Display every line of the material below that contains the string "instance", treating uppercase and lowercase letters as distinct.

DATA SUPPLIED:
+ + +

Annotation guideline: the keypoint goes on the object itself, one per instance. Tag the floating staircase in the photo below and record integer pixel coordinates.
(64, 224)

+ + +

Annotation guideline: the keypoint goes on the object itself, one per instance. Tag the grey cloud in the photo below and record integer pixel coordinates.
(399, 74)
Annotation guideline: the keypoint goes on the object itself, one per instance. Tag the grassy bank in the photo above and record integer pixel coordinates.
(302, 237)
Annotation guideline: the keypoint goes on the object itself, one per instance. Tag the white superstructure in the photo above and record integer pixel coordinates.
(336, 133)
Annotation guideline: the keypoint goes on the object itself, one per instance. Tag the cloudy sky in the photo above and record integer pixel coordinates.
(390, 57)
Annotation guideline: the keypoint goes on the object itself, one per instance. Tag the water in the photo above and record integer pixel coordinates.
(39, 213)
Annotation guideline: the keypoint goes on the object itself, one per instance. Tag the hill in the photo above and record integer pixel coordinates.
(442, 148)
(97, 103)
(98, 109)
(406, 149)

+ + +

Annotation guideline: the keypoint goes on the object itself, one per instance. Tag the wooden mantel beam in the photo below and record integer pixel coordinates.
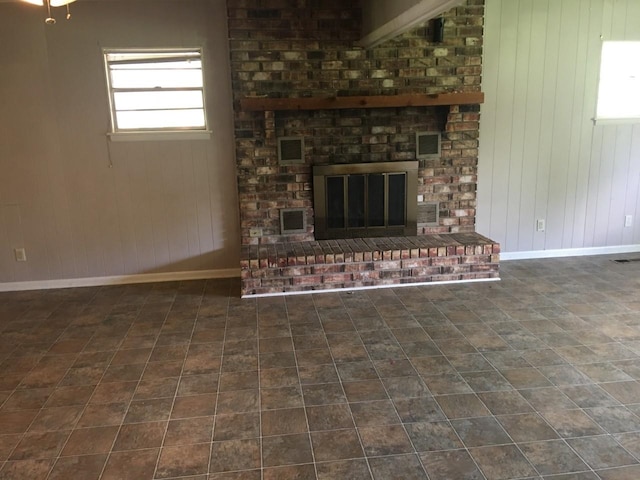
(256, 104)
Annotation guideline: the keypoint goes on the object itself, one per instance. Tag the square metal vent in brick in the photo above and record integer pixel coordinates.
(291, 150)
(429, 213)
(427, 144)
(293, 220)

+ + +

ANSWER:
Annotation guideline: the keypoint goes on the object itself, one per instance. Tag the floating staircase in the photo below and record integer pixel coordinates.
Annotation guideline: the keypoint goes on the object itself, one per instance. Tag the grey cloud in the photo below and record integer pixel coordinates.
Annotation guideline: the keypoint goes on the object itself, one per instance. Tag the grassy bank in the photo above and record integer pixel coordinates.
Annotation guideline: the keypoint goes on the object itself, one per instance. Tag the white superstructure in the photo above and record integer pixel coordinates.
Annotation guideline: the keypoint goes on the object itself, one per instance. Tag the cloudy sky in the photo above and record integer pixel coordinates.
Annotation guideline: the keypoint goes on the object itself, one per instance. Tag the water in the photo above and record integer pixel coordinates.
Annotation guideline: the keypoint goes on the object itself, one per instance. Tag the hill in the photo above and record integer pixel coordinates.
Annotation guideline: the keypoint goes on the object itself, one per instance. Tag the wooden mantel beam in the photo below and record integer pixel coordinates.
Annotation guideline: the keypoint goes on the object itself, one per instance. Tag the square metal vent in brick in the photo above and record integer pixel coordinates.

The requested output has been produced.